Revision history for this message
OpenStack Infra (hudson-openstack) wrote : Related fix proposed to neutron (stable/liberty)

Related fix proposed to branch: stable/liberty
Review: https://review.openstack.org/286065

Revision history for this message
OpenStack Infra (hudson-openstack) wrote : Related fix proposed to neutron (stable/kilo)

Related fix proposed to branch: stable/kilo
Review: https://review.openstack.org/286074

Revision history for this message
OpenStack Infra (hudson-openstack) wrote : Change abandoned on neutron (master)

Change abandoned by Kevin Benton (<email address hidden>) on branch: master
Review: https://review.openstack.org/257059
Reason: Other patch should accomplish what this was doing for now. I added you as a Co-Author to the other Ann. Thanks!

Revision history for this message
OpenStack Infra (hudson-openstack) wrote : Related fix merged to neutron (stable/liberty)

Reviewed: https://review.openstack.org/286065
Committed: https://git.openstack.org/cgit/openstack/neutron/commit/?id=e2ca10e7bbe287cc6f3af791e968d31369d77ab4
Submitter: Jenkins
Branch: stable/liberty

commit e2ca10e7bbe287cc6f3af791e968d31369d77ab4
Author: Kevin Benton <email address hidden>
Date: Wed Feb 24 13:30:24 2016 -0800

    Filter HA routers without HA interface and state

    This patch adjusts the sync method to exclude any HA
    routers from the response that are missing necessary
    HA fields (the HA interface and the HA state).

*Exercise description*
Copy the revision history from "Filter HA routers" up to and including "the HA state).", changing each "routers" to "instances".

*Supplied data*
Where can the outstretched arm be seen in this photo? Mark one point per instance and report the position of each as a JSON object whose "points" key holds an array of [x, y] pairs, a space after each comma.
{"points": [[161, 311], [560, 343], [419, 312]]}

*Result of the exercise*
Filter HA instances without HA interface and state

    This patch adjusts the sync method to exclude any HA
    instances from the response that are missing necessary
    HA fields (the HA interface and the HA state).